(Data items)
========
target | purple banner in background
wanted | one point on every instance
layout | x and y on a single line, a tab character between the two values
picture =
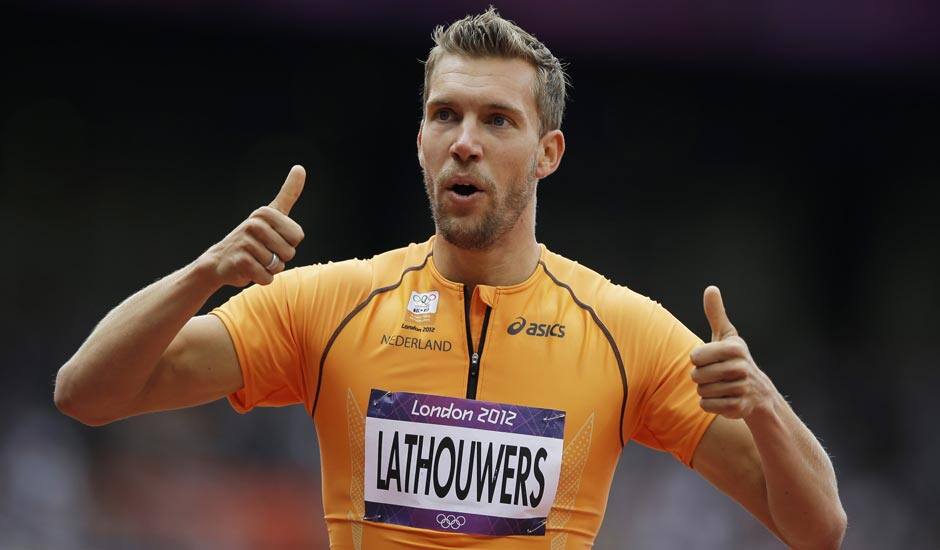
466	413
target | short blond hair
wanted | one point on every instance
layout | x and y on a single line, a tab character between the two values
489	35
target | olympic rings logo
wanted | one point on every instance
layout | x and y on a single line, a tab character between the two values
423	299
450	521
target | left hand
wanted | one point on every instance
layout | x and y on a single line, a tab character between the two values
728	380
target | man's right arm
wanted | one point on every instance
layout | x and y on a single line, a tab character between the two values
150	353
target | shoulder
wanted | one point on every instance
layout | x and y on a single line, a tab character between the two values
612	303
359	277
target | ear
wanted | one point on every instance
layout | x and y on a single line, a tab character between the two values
551	149
420	152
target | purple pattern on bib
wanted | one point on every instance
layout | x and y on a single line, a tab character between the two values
========
» **Your task**
Return every line of the data items above without any changes, leaving out the pictures.

» **The reply**
target | purple banner in background
wanted | one point on every instance
layout | x and y on a single line, a tab character between the two values
picture =
466	413
target | short blond hair
wanted | one point on every instance
layout | x and y on a single line, a tab character between the two values
489	35
target | olympic rings logo
wanted | one point on every instance
layout | x and y on a single line, a tab character between the two values
423	299
450	521
target | left hand
wanted | one point on every instance
layout | x and y on a single line, a tab character between the two values
728	380
target | man's right arm
wanted | one point on every instance
layout | x and y on a single line, a tab character between the two values
150	353
target | shoulder
wanted | one point on every instance
layout | x and y on a single line, a tab character between the two values
612	303
359	277
target | ear
wanted | one point on every instance
layout | x and y on a single line, a tab character between the two values
551	149
420	152
target | purple pattern on bib
wanted | one point on every instance
layout | x and y on a single line, a tab character between the two values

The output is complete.